╭──

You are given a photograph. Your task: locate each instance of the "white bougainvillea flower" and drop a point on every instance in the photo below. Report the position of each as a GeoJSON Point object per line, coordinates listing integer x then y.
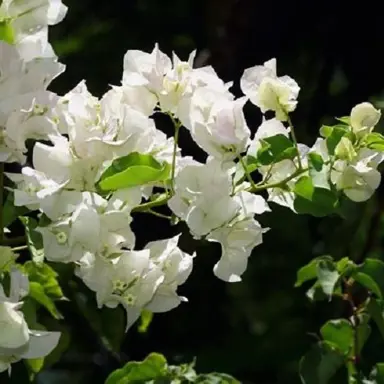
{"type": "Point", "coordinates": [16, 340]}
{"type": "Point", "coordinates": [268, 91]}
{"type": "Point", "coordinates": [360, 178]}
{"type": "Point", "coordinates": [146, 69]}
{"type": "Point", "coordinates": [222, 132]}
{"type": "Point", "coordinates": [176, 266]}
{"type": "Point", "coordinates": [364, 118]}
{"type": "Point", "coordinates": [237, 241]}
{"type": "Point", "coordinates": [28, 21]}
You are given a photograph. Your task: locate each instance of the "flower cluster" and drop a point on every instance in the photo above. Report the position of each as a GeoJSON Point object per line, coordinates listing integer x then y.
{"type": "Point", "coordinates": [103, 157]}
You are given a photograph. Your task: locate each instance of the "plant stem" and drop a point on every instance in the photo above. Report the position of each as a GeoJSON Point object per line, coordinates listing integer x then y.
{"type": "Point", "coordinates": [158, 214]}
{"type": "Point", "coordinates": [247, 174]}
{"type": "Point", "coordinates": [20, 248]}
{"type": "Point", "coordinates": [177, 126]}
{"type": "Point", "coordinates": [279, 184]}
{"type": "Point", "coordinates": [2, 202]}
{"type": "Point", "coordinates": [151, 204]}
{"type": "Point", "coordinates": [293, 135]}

╰──

**What the task asks**
Faithful copy, images left out: write out every line of data.

**Exercise solution**
You are given a photograph. Your task: locate each instance of the "white bougainvillea flower" and drop a point on every instance in the photo below. Report the position of each as a GeoJSON Point object per line, coordinates listing integer x then y.
{"type": "Point", "coordinates": [16, 340]}
{"type": "Point", "coordinates": [268, 91]}
{"type": "Point", "coordinates": [360, 178]}
{"type": "Point", "coordinates": [146, 69]}
{"type": "Point", "coordinates": [222, 132]}
{"type": "Point", "coordinates": [176, 266]}
{"type": "Point", "coordinates": [364, 118]}
{"type": "Point", "coordinates": [237, 241]}
{"type": "Point", "coordinates": [28, 21]}
You are given a photograph. Your task: locate each instance of the "flower cluster" and drop a point on every instance in the photo above. Report the position of each as a GeoJSON Point object per line, coordinates listing integer x then y.
{"type": "Point", "coordinates": [103, 157]}
You are given a photograph. Your task: locate each instance of the "plant stem" and drop a point on every instance in the photo above. Report the position of each as a GeoJSON Point object per line, coordinates listing integer x then y.
{"type": "Point", "coordinates": [158, 214]}
{"type": "Point", "coordinates": [247, 174]}
{"type": "Point", "coordinates": [20, 248]}
{"type": "Point", "coordinates": [177, 126]}
{"type": "Point", "coordinates": [279, 184]}
{"type": "Point", "coordinates": [2, 202]}
{"type": "Point", "coordinates": [151, 204]}
{"type": "Point", "coordinates": [293, 135]}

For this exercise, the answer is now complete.